Dataset rows on where objects appear:
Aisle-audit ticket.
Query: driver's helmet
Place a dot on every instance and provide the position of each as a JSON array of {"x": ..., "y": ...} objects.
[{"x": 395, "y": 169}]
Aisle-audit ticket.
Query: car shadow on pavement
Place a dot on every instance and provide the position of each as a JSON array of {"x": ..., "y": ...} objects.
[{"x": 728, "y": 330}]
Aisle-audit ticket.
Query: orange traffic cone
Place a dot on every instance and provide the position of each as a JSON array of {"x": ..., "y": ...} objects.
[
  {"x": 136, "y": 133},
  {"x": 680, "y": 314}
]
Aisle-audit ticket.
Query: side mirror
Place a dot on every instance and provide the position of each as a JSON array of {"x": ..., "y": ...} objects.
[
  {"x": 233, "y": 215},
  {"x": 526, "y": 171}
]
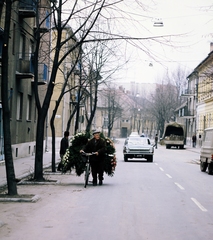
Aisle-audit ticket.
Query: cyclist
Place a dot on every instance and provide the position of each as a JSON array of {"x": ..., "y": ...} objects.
[{"x": 98, "y": 146}]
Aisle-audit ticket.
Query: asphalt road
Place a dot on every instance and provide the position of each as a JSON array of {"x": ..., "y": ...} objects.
[{"x": 167, "y": 199}]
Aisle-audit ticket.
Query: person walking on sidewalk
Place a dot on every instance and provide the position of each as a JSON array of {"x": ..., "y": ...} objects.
[
  {"x": 64, "y": 144},
  {"x": 194, "y": 139},
  {"x": 156, "y": 141},
  {"x": 98, "y": 146}
]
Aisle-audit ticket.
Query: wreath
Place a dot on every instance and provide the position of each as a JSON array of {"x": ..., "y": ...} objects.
[{"x": 72, "y": 158}]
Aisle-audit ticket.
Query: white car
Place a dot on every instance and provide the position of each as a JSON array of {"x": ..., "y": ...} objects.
[{"x": 138, "y": 147}]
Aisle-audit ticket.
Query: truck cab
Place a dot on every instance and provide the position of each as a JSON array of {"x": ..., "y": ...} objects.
[{"x": 174, "y": 135}]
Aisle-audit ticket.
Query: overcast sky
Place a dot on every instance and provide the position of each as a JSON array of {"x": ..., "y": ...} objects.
[{"x": 189, "y": 21}]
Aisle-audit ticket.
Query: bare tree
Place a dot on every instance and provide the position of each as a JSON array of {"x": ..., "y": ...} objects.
[
  {"x": 59, "y": 25},
  {"x": 11, "y": 181}
]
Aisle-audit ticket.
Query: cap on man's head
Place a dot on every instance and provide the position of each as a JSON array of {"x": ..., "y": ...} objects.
[
  {"x": 66, "y": 134},
  {"x": 96, "y": 131}
]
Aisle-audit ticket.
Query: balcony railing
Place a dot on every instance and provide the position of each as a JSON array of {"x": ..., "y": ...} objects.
[
  {"x": 25, "y": 66},
  {"x": 42, "y": 73},
  {"x": 188, "y": 92},
  {"x": 185, "y": 112},
  {"x": 27, "y": 8}
]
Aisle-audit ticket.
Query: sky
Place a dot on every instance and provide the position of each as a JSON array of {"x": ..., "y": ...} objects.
[{"x": 189, "y": 24}]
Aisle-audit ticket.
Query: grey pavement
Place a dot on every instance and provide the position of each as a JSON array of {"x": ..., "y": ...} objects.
[{"x": 25, "y": 166}]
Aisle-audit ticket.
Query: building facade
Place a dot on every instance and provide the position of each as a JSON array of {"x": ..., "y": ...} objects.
[{"x": 21, "y": 71}]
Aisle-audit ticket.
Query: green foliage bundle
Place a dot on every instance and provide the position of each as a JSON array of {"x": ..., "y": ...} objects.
[{"x": 72, "y": 159}]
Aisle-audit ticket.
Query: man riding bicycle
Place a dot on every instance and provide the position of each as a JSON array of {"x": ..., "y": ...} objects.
[{"x": 98, "y": 146}]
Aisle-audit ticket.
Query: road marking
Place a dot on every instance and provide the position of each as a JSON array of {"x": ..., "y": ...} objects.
[
  {"x": 199, "y": 205},
  {"x": 182, "y": 188}
]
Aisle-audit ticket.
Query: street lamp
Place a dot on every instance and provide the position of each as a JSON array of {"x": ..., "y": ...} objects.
[{"x": 135, "y": 108}]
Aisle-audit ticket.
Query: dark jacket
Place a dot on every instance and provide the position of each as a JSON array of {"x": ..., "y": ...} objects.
[
  {"x": 99, "y": 146},
  {"x": 64, "y": 145}
]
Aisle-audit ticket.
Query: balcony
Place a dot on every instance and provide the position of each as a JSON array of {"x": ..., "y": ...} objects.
[
  {"x": 188, "y": 92},
  {"x": 27, "y": 8},
  {"x": 186, "y": 113},
  {"x": 42, "y": 74},
  {"x": 25, "y": 67}
]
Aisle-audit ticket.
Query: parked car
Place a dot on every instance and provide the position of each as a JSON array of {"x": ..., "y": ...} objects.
[
  {"x": 134, "y": 134},
  {"x": 138, "y": 147},
  {"x": 206, "y": 152}
]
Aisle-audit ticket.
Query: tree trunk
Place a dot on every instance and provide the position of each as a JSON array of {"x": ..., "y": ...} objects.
[
  {"x": 53, "y": 140},
  {"x": 38, "y": 174},
  {"x": 11, "y": 181}
]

Task objective: Produce an exact copy of each line of data, skipping embedded images.

Finished exercise:
Aisle-audit ticket.
Query: driver's helmet
Place a dot on every instance and provide the position of each as a JSON array of {"x": ..., "y": ...} objects.
[{"x": 395, "y": 169}]
Aisle-audit ticket.
Query: car shadow on pavement
Place a dot on every instance and provide the position of each as a JSON array of {"x": ..., "y": ...} objects.
[{"x": 728, "y": 330}]
Aisle-audit ticket.
Query: orange traffic cone
Place a dot on every instance and provide the position of each as a JSON array of {"x": ..., "y": ...} objects.
[
  {"x": 136, "y": 133},
  {"x": 680, "y": 314}
]
Aisle-audit ticket.
Query: side mirror
Place a dot on every instance and provide the position of each as a JSON array of {"x": ..., "y": ...} objects.
[
  {"x": 233, "y": 215},
  {"x": 526, "y": 171}
]
Aisle-audit ticket.
Query: cyclist
Place a dot on every instance and provide the position of each as a JSON array of {"x": ..., "y": ...} objects.
[{"x": 98, "y": 146}]
Aisle-audit ticket.
Query: asphalt road
Place a dot on every instance and provide the position of each as a JSON array of {"x": ..., "y": ...} objects.
[{"x": 167, "y": 199}]
Aisle-audit ticket.
Query: person walking on sidewalk
Place a dot on every instance and provide the position of each as a JSON array of {"x": ..., "y": ...} objects.
[
  {"x": 64, "y": 144},
  {"x": 194, "y": 139},
  {"x": 156, "y": 141},
  {"x": 98, "y": 146}
]
Aisle-audit ticket.
Query: wreath
Place a dot on every instance and provide the position of each as a JSON array of {"x": ..., "y": ...} objects.
[{"x": 72, "y": 158}]
Aisle-audit ticket.
Query: white car
Place a dot on every instance and provide the position of each as a JSON array of {"x": ..., "y": ...} objects.
[{"x": 138, "y": 147}]
Aisle-audit ticket.
Query: truck cab
Place a dot on every instance and provide the position of each as a JSON array of {"x": ..., "y": ...} objects.
[{"x": 174, "y": 135}]
Aisle-audit ticket.
Query: overcast sky
Place a dot on every instance and provide the position of each as a JSON array of {"x": ..., "y": ...} objects.
[{"x": 189, "y": 21}]
Aisle-audit ticket.
Query: bare tree
Place a dot on every instance and provide the position of each as a JSON array of {"x": ..., "y": ...} objects.
[
  {"x": 59, "y": 25},
  {"x": 11, "y": 181}
]
Aisle-audit ticket.
Query: cap on man's head
Place a dot on every instance and provide the position of each as a JSON array of {"x": ..., "y": ...} objects.
[
  {"x": 66, "y": 134},
  {"x": 96, "y": 131}
]
Aisle-audit ticket.
Query: balcony railing
Place a dot on every instance and provide the position of each as a JSON array of {"x": ..., "y": ...} objects.
[
  {"x": 25, "y": 66},
  {"x": 42, "y": 73},
  {"x": 188, "y": 92},
  {"x": 185, "y": 112},
  {"x": 27, "y": 8}
]
Aisle-audit ticket.
Query: sky
Place a dot on every instance and provide the position of each as a JSON array of {"x": ..., "y": ...} objects.
[{"x": 189, "y": 24}]
Aisle-audit ticket.
Query: grey pavement
Place a dot on every instance and provide the position of each as a JSON array of {"x": ..., "y": ...} objects.
[{"x": 25, "y": 166}]
Aisle-audit ticket.
Query: building facade
Place a dot on every instance and provide the position of each as a JSON array of {"x": ..., "y": ...} objects.
[{"x": 21, "y": 71}]
Aisle-audit ticket.
Query: green foliage bundle
Place a dot on every instance and provide the position of each as a JSON array of {"x": ..., "y": ...} objects.
[{"x": 72, "y": 159}]
Aisle-audit ticket.
Query: man riding bicycle
Place a dot on every instance and provide the position of each as a JSON array of {"x": ..., "y": ...} objects.
[{"x": 98, "y": 146}]
Aisle-audit ticket.
Query: road marking
Place a dot on every instance and provide the position of each as a JSON array of {"x": ..., "y": ...} objects.
[
  {"x": 199, "y": 205},
  {"x": 182, "y": 188}
]
Aisle-audit ticket.
Query: street lamp
Place a dot on every instance and provide the position of each as a JSON array of {"x": ..., "y": ...} objects.
[{"x": 135, "y": 108}]
Aisle-audit ticket.
Query: dark jacket
Place a dot on every instance and provide the position of each as a JSON array of {"x": ..., "y": ...} objects.
[
  {"x": 99, "y": 146},
  {"x": 64, "y": 145}
]
Aisle-audit ticket.
Query: balcony
Place a dot on every instance and provide the position of each as a JSON array of {"x": ..., "y": ...} objects.
[
  {"x": 188, "y": 92},
  {"x": 27, "y": 8},
  {"x": 186, "y": 113},
  {"x": 42, "y": 74},
  {"x": 25, "y": 67}
]
Aisle-audit ticket.
Query: parked car
Place a dot on every instance and provide the position of each as a JSON array of {"x": ..., "y": ...} objects.
[
  {"x": 134, "y": 134},
  {"x": 138, "y": 147},
  {"x": 206, "y": 152}
]
Aisle-audit ticket.
Query: tree trunk
Place a dot on every instance and provide the position of each as a JSON array of {"x": ..., "y": ...} objects.
[
  {"x": 53, "y": 140},
  {"x": 38, "y": 174},
  {"x": 11, "y": 181}
]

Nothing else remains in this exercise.